- **PROBLEM DETAILS**
Report every line of the records below that contains the word "wall", matching case exactly.
start EXTRACTED INFORMATION
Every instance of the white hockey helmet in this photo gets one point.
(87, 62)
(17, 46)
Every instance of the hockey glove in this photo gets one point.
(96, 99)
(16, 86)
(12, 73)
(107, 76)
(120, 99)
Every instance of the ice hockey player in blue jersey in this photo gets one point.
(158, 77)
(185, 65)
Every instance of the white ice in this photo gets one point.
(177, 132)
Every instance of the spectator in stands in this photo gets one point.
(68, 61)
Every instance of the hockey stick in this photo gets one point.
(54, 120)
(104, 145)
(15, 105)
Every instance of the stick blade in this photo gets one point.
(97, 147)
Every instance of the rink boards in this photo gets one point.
end EXTRACTED INFORMATION
start EXTRACTED INFORMATION
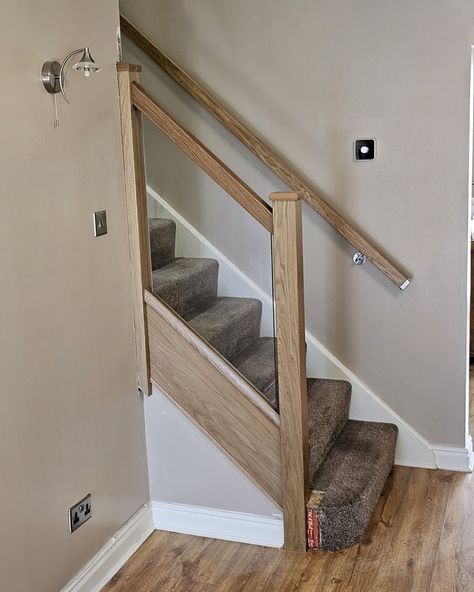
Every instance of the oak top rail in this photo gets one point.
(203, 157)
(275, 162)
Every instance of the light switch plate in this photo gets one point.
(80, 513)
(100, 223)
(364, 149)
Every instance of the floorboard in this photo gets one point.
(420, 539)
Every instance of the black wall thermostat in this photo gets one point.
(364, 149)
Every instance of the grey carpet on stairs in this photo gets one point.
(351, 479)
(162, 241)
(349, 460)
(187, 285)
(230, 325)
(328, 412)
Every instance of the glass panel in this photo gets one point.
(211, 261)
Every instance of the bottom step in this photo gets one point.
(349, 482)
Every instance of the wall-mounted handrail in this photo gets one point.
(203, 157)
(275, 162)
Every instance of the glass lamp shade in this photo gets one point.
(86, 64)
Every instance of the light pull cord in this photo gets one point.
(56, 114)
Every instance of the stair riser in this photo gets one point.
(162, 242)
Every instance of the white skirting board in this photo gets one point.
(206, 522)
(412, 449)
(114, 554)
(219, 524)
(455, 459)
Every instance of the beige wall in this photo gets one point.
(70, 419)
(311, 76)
end EXTRACTED INFORMATION
start EXTRACTED INFORMATION
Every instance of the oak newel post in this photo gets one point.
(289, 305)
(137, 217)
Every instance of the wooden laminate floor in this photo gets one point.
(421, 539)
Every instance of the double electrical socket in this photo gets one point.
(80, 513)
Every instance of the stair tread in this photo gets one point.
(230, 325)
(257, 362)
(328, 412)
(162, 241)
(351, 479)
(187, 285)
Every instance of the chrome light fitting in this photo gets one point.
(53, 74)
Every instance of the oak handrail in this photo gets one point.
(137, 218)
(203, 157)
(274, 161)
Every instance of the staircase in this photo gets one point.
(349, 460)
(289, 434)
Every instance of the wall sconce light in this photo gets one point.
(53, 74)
end EXTRACTED INFORMATION
- **EXERCISE OUTPUT**
Every instance of the black wall thermostat in this photo gets one point.
Every instance of the wall-mounted handrail in this photo gets one point.
Every instance of the beige wall in this photo gets one point.
Every instance of the wall sconce light in this photo gets one point.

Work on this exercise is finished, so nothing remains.